* **MATERIAL FOR THIS EXERCISE**:
——————

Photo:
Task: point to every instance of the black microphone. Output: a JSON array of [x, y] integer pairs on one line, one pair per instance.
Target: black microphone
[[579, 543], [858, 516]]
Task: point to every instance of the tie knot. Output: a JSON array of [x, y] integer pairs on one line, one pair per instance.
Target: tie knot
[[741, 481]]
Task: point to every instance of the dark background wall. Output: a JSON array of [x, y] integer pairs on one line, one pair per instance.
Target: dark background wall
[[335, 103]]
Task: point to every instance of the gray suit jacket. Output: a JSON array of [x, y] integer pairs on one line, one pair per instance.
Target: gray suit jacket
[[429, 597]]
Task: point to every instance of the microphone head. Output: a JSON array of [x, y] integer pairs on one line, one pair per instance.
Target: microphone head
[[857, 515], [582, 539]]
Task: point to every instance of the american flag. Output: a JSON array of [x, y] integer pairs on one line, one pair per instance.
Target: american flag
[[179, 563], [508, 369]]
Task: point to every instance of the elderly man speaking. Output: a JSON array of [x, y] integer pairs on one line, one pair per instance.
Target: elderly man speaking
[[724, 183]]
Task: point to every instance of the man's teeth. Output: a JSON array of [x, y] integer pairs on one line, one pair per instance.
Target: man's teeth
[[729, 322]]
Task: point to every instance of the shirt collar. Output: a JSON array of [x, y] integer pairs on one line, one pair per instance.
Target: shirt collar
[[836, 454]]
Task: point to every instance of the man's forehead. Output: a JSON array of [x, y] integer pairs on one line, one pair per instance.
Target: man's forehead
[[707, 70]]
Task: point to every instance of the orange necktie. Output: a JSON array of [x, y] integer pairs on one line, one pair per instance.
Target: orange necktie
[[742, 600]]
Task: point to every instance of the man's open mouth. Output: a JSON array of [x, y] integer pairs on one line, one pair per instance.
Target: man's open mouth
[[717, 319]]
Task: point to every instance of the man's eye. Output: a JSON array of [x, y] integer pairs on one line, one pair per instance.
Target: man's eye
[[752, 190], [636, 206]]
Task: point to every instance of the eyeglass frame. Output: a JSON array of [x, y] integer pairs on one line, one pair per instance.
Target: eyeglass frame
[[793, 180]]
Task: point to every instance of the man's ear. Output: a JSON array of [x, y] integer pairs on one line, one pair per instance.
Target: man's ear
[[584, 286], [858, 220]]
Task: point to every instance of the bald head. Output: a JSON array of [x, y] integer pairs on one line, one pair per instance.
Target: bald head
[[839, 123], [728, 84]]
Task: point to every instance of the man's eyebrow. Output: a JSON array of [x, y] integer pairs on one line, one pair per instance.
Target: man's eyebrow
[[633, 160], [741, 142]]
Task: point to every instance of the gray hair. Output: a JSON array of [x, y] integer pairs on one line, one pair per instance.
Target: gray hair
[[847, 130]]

——————

* **WHAT IS EXPECTED**: Output every record above in full, exactly as it reads.

* **WORKED SOLUTION**:
Photo:
Task: point to every instance of the black microphone. Output: a JSON array of [x, y] integer pairs on one line, one pair per instance.
Target: black microphone
[[579, 543], [858, 516]]
Task: point to every instance of the tie knot. Output: a JSON array of [x, y] integer pairs on one line, one pair per instance.
Target: tie knot
[[741, 481]]
Task: point to every instance of the dark background wall. Output: a JSON array of [x, y] integer pairs on one line, one pair per instance.
Target: dark background wall
[[335, 103]]
Task: point to every instance of the gray suit jacket. Output: a JSON array of [x, y] integer pairs on one line, one pair per instance.
Target: gray suit jacket
[[429, 597]]
Task: point to every instance of the microphone head. Output: a JSON array of [x, y] integer pairs on one line, one pair per instance.
Target: microphone head
[[857, 515], [582, 539]]
Task: point to every instance of the american flag. Output: a JSON array of [x, y] integer pairs on one line, one pair per instance.
Target: american flag
[[179, 563], [508, 369]]
Task: point to every instance of the elderly man speaking. Output: a JSON array of [x, y] integer pairs on one line, one pair per instance.
Target: elderly man speaking
[[724, 183]]
Task: point to every instance of the man's teeth. Output: a JSON array of [x, y] integer pairs on one line, one pair per instance.
Target: man's teeth
[[729, 322]]
Task: point to every instance of the shirt collar. Output: a JSON array of [x, y] integer pairs on one line, one pair per instance.
Target: shirt collar
[[836, 454]]
Task: point to every instance of the man's forehead. Output: a JSON array of [x, y] integer pairs on one line, one pair per instance.
Target: man's forehead
[[707, 70]]
Task: point to every instance of the orange necktie. Output: a JSON array of [x, y] integer pairs on one line, one pair per instance.
Target: orange necktie
[[742, 600]]
Task: point to every instance of the man's open mouth. Output: a JSON array of [x, y] integer pairs on one line, one pair per instance.
Target: man's open mouth
[[717, 319]]
Task: point to every instance of the man's eye. Output: a JSON array of [x, y] integer pairs on one line, one pair per instance.
Target: man's eye
[[752, 190], [636, 206]]
Task: point to every instance of the eyeglass frame. Output: a JSON array of [x, y] integer pairs on one line, one pair per instance.
Target: eyeglass frame
[[793, 180]]
Task: point to every instance of the man's ear. Output: a JSON array of [x, y] integer pairs on one line, one pair per instance.
Target: man's ear
[[584, 286], [858, 220]]
Task: point to every instance of the bald head. Output: a JSON array of [x, y] integer pairs on one line, one pair per instance.
Target: bald head
[[839, 123], [728, 84]]
Task: point to every instance of the man's eyebrow. Output: a JSON array of [x, y] integer pairs on one line, one pair per instance.
Target: man's eyebrow
[[633, 160], [741, 142]]
Task: point to every instance of the gray hair. Output: a JSON array of [x, y] integer pairs on one line, one pair per instance.
Target: gray hair
[[847, 130]]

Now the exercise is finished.